Segmentation dataset records

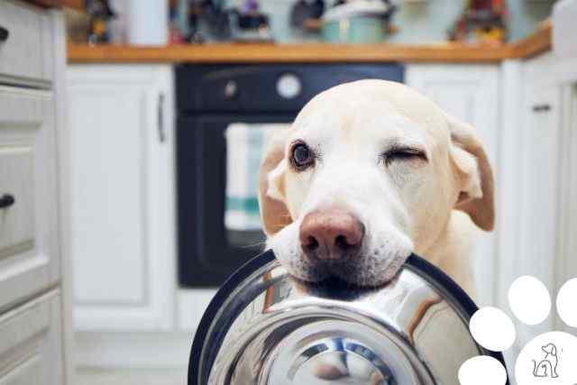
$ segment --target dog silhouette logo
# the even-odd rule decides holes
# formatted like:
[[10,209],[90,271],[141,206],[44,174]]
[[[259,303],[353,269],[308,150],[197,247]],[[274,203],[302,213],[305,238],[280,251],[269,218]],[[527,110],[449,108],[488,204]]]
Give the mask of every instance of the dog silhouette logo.
[[541,350],[545,353],[545,358],[539,362],[532,360],[533,375],[535,377],[558,378],[557,365],[559,364],[559,358],[557,357],[557,346],[554,344],[547,344],[545,346],[541,346]]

**WORK TO COMPLETE:** Rescale the listing by rewriting all its lines, requests included, with every polygon vertex coordinate in the answers multiplied by 1.95 and rounded to the nearest whole number, halves rounding up. Leave the pictures out and keep the numbers in the requests and their format samples unchanged.

**RESULT OF THIS TASK:**
$ segment --target dog silhouette logo
# the even-odd rule decides holes
# formatted like:
[[10,209],[90,271],[141,206],[44,174]]
[[[259,303],[353,269],[308,150],[197,247]],[[274,203],[302,213],[305,238],[280,251],[269,218]],[[527,110],[449,108],[488,204]]]
Give the mask of every instance of the dog silhouette logo.
[[1055,683],[1063,688],[1063,698],[1051,706],[1037,702],[1039,731],[1043,735],[1088,737],[1086,712],[1090,710],[1090,698],[1086,696],[1086,675],[1080,671],[1067,671],[1063,675],[1055,675]]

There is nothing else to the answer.